### AIM:
Pull out every line of the items below that contains the word "leaf", matching case exactly, and copy each one in full.

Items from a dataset

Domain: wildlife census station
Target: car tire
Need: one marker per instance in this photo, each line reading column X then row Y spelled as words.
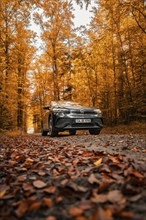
column 44, row 133
column 52, row 132
column 94, row 131
column 72, row 132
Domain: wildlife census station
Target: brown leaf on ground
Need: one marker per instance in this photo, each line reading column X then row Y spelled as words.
column 22, row 208
column 115, row 196
column 101, row 214
column 92, row 179
column 75, row 211
column 39, row 184
column 50, row 189
column 48, row 202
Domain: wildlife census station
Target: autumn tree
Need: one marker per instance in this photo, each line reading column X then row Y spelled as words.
column 14, row 45
column 55, row 19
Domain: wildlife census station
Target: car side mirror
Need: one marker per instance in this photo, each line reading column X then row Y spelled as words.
column 46, row 107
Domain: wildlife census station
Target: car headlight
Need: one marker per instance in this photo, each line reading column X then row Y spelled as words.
column 98, row 111
column 61, row 112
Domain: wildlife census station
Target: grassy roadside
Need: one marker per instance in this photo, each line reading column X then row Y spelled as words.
column 132, row 128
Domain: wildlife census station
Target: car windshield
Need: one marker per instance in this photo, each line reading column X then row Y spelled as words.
column 61, row 104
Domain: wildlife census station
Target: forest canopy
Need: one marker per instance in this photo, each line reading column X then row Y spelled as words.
column 102, row 66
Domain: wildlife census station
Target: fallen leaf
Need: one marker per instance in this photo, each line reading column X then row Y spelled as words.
column 39, row 184
column 115, row 196
column 48, row 202
column 98, row 162
column 101, row 214
column 50, row 189
column 51, row 218
column 75, row 211
column 92, row 179
column 22, row 208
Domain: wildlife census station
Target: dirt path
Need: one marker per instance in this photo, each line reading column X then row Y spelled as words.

### ANSWER IN FULL:
Target: brown leaf on ground
Target: fallen leaf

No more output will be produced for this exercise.